[SELECTED EXCERPT]:

Saturday, May 17, 2014

Twelve Monkeys

<Spoiler Review>

I'm definitely a fan of Terry Gilliam. Time Bandits, Brazil, Münchausen, Fisher King... all classics. For some reason, however, I never got around to watching Twelve Monkeys until now. I think part of it was the pitch: Bruce Willis and Brad Pitt in a mental institution. Just didn't excite me. Even when it arrived from Netflix, it sat for about two months before I signed and loaded it up.

So, now that I've seen it? I liked it, but didn't love it. I thought the performances were excellent, the visuals Gilliamesque, the plotting tight, and the treatment of a time loop unusually smart. So why aren't I raving about this film?

As is so often the case, a big problem lies in the pacing of the film. It felt like it was about 15-20 minutes longer than it needed to be. It dragged where it should have been pulse quickening... and ironically, it lacked mystery.

Much was made about the film's ambiguity. Was he really a time traveler from a post-apocalyptic wasteland or was he a schizophrenic with delusions? This could have made for some real tension, and the uncertainty could have made the film incredibly compelling... but Gilliam starts of the film with a long sequence set in 2035, firmly establishing the reality of it before we jump to 1990. For the audience, or at least for me, there was never a doubt as to what was real and what wasn't. Even down to the prison bar code tattoos on his scalp, the details were there to make it very clear to the audience that James Cole's (Bruce Willis) reality was exactly as it was portrayed on the screen. When Cole begins to doubt that reality, it doesn't shake our faith in our perception of the character or the situation, but it becomes a somewhat sad plot device allowing us to chuckle at the reversal of positions between the two protagonists.

The thing is, it could have been easily fixed by never showing 2035. If our only experience was of 1990 and then 1996, we would have been in the position of Dr. Railly (Madeline Stowe). As the audience, we would have had more of an open mind about things, but we would have had doubt... which is a thing I never had while watching the movie.

Granted, if Gilliam had done that then we would have had K-Pax, only eight years early. It wouldn't have looked like a Gilliam feel or had any of his trademark visual panache. It would have been a more interesting film though.

[DATA FOR ANALYSIS]:

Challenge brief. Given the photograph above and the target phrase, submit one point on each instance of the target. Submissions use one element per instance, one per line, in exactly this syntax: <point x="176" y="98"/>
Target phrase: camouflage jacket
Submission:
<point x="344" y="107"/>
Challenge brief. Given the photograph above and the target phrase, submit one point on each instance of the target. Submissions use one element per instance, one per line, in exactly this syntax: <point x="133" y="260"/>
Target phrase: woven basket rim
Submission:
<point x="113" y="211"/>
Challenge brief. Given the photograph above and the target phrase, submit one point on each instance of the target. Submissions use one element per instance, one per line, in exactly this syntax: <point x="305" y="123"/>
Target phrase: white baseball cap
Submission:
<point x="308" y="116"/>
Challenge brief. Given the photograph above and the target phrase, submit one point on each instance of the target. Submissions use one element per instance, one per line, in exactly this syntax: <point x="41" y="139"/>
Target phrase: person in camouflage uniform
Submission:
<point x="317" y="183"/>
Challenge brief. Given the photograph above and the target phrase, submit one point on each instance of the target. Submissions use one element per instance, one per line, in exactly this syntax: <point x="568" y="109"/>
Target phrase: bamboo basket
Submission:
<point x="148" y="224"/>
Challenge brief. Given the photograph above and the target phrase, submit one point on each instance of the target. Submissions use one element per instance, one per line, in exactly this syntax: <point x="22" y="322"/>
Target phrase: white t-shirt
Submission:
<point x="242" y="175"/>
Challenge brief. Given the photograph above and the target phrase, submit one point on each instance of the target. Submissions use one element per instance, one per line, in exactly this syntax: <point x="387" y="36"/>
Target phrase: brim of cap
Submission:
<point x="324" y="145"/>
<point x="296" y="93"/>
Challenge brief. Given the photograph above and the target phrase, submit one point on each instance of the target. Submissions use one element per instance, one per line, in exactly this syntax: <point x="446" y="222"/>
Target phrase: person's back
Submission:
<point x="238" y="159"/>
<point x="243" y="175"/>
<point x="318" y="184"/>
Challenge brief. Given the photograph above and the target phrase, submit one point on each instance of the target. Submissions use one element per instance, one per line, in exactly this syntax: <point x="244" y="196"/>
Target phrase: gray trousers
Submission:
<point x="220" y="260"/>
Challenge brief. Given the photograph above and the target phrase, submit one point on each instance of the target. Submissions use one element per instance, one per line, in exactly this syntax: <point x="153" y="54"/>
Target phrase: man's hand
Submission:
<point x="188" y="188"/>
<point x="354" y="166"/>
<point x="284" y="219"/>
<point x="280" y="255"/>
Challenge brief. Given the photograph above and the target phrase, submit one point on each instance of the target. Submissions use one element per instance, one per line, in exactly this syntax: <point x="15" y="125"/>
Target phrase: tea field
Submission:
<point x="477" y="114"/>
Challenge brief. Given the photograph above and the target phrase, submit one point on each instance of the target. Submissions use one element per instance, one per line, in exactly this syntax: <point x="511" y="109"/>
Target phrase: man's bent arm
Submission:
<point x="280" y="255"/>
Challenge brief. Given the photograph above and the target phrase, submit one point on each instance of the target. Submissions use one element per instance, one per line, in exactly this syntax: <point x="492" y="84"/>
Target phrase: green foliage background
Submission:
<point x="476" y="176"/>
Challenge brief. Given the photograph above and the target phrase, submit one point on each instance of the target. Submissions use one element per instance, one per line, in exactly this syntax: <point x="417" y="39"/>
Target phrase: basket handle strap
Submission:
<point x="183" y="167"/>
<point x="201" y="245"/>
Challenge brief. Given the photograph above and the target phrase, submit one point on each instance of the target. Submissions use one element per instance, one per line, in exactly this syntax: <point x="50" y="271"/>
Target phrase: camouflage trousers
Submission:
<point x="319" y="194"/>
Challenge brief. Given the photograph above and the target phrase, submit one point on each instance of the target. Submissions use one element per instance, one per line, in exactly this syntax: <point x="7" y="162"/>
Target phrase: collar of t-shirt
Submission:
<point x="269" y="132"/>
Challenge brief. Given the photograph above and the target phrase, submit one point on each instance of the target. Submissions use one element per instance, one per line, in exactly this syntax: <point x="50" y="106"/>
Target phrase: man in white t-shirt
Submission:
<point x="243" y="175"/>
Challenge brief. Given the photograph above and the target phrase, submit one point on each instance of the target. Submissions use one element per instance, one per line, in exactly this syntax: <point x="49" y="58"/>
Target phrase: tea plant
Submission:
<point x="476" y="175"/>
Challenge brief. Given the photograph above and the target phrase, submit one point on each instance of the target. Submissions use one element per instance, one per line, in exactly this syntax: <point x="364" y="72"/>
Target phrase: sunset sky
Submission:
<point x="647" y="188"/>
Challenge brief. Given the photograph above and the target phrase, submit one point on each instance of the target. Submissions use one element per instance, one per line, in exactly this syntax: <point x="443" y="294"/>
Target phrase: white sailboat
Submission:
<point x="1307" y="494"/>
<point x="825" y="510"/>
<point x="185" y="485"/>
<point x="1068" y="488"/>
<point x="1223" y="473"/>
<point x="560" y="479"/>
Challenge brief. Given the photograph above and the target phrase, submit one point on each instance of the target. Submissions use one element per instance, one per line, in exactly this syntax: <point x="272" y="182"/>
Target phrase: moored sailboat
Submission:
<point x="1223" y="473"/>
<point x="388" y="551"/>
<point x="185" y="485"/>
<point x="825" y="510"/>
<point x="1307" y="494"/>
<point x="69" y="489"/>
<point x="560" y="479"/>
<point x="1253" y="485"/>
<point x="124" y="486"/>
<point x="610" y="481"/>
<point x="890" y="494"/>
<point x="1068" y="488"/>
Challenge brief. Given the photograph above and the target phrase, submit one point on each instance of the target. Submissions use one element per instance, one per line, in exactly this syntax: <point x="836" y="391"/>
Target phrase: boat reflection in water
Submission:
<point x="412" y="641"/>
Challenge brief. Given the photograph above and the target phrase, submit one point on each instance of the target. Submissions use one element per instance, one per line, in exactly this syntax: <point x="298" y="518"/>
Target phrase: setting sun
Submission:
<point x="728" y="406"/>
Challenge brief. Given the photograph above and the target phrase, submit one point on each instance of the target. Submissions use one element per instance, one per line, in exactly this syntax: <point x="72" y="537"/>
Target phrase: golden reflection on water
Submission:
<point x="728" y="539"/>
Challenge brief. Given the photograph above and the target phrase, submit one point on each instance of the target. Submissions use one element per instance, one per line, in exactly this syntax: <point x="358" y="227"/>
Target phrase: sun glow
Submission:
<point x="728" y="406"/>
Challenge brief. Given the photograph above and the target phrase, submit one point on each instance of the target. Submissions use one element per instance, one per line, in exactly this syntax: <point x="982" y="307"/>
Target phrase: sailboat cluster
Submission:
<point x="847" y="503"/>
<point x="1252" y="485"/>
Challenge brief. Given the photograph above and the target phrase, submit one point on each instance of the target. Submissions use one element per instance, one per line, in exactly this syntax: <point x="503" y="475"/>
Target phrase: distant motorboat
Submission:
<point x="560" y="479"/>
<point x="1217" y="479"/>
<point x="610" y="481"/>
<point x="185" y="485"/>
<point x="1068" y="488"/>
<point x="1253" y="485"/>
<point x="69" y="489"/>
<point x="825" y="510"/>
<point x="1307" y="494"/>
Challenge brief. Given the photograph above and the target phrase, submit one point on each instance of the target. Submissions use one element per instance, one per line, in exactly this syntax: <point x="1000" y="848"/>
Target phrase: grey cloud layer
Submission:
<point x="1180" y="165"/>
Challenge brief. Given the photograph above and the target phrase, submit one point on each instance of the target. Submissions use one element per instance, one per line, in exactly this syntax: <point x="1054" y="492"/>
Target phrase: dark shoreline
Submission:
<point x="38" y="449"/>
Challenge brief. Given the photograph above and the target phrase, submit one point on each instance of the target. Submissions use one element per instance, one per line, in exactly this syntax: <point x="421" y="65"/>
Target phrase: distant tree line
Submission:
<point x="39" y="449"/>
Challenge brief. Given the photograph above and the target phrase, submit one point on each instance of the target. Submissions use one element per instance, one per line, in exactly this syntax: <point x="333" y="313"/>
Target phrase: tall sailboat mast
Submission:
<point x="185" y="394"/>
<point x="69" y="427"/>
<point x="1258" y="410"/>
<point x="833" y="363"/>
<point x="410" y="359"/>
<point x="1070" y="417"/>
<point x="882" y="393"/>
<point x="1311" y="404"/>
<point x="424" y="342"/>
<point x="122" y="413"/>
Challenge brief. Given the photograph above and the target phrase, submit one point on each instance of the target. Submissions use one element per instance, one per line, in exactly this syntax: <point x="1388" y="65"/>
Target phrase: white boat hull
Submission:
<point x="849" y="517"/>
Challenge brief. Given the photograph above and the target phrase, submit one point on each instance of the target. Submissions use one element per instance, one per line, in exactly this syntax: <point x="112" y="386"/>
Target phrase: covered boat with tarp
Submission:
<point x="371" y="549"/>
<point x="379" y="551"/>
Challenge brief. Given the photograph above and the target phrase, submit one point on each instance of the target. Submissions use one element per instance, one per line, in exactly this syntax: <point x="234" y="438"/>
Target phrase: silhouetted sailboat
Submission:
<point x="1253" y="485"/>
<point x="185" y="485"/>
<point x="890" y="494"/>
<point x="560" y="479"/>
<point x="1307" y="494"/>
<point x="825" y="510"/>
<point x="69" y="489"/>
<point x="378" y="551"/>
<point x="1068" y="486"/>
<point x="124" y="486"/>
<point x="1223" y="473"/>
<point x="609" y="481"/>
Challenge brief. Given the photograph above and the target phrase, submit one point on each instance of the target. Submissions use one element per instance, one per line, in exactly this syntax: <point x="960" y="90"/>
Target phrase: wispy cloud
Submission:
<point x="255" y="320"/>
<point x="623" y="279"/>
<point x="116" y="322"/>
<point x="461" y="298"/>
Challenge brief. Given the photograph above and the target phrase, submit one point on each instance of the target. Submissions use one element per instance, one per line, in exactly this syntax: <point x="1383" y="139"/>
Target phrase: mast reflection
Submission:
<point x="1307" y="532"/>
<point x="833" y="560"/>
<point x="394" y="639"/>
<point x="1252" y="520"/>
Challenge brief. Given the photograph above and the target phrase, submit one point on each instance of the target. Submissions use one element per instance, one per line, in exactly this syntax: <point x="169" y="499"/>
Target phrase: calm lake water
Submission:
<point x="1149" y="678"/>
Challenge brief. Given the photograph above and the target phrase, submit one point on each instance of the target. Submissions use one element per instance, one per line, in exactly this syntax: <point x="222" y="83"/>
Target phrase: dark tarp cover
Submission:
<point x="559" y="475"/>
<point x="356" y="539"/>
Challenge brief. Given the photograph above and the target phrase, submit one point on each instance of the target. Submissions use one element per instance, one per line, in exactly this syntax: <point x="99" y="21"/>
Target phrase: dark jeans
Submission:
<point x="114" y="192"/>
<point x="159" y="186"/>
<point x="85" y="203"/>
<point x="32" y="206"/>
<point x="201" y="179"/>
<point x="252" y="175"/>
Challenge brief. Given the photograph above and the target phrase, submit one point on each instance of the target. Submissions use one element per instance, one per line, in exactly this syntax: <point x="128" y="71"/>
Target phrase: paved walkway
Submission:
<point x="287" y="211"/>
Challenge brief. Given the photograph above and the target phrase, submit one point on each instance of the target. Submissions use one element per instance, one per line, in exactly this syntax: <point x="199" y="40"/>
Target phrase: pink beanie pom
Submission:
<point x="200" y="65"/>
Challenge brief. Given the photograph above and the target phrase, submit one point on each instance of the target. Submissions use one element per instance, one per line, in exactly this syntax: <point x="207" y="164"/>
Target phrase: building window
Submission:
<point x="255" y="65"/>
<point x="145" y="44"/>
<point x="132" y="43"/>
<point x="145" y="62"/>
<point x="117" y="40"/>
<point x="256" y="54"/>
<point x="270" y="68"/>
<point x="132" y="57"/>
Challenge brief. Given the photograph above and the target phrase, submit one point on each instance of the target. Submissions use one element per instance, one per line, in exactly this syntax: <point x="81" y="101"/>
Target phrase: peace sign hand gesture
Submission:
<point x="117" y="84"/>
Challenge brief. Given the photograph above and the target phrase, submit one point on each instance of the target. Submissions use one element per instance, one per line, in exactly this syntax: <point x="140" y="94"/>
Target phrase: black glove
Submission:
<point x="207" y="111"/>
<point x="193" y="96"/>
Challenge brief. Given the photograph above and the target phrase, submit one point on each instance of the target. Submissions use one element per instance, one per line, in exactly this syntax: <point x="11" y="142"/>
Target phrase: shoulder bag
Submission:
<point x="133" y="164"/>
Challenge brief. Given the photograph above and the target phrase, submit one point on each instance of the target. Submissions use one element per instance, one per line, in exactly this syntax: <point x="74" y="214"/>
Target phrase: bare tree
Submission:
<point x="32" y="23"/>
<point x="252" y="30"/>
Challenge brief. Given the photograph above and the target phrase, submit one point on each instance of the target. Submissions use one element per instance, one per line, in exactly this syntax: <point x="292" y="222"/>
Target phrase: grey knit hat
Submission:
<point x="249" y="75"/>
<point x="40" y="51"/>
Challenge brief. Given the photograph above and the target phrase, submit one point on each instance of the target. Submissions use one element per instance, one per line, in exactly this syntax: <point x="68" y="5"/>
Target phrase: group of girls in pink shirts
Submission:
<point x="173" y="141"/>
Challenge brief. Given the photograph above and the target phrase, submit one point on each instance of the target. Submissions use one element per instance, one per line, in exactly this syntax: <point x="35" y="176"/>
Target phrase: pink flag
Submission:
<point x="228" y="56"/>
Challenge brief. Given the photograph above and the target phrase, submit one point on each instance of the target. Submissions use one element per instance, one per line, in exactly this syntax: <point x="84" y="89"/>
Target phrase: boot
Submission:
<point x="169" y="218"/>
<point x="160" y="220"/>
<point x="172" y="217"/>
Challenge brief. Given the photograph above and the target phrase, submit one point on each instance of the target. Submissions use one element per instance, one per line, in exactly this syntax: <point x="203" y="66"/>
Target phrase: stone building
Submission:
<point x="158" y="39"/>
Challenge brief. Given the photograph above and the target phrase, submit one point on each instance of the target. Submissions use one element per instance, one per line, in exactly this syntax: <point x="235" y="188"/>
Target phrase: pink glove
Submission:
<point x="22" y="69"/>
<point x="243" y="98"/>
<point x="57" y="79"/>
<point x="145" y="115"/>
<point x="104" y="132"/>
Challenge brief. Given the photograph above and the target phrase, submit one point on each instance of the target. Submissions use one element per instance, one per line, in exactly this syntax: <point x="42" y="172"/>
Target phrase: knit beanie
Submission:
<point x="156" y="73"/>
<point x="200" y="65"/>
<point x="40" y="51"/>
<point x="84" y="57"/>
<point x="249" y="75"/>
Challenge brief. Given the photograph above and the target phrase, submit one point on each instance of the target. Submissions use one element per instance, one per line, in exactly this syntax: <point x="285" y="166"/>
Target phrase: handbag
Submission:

[TASKS TO COMPLETE]:
[A] Based on the Twelve Monkeys review, say whether each statement agrees with the text: (i) the reviewer watched the film right after it arrived from Netflix; (ii) the reviewer found the film longer than it needed to be; (iii) the reviewer believes leaving out 2035 would have made a more interesting film. For each, answer yes or no and quote the words that decide it.
[B] In the Twelve Monkeys review, what detail on James Cole's scalp is named as one that makes his reality clear?

[OUTPUTS BY TASK]:
[A]
(i) No: "it sat for about two months"
(ii) Yes: "It felt like it was about 15-20 minutes longer than it needed to be."
(iii) Yes: "It would have been a more interesting film though."

[B] Prison bar code tattoos.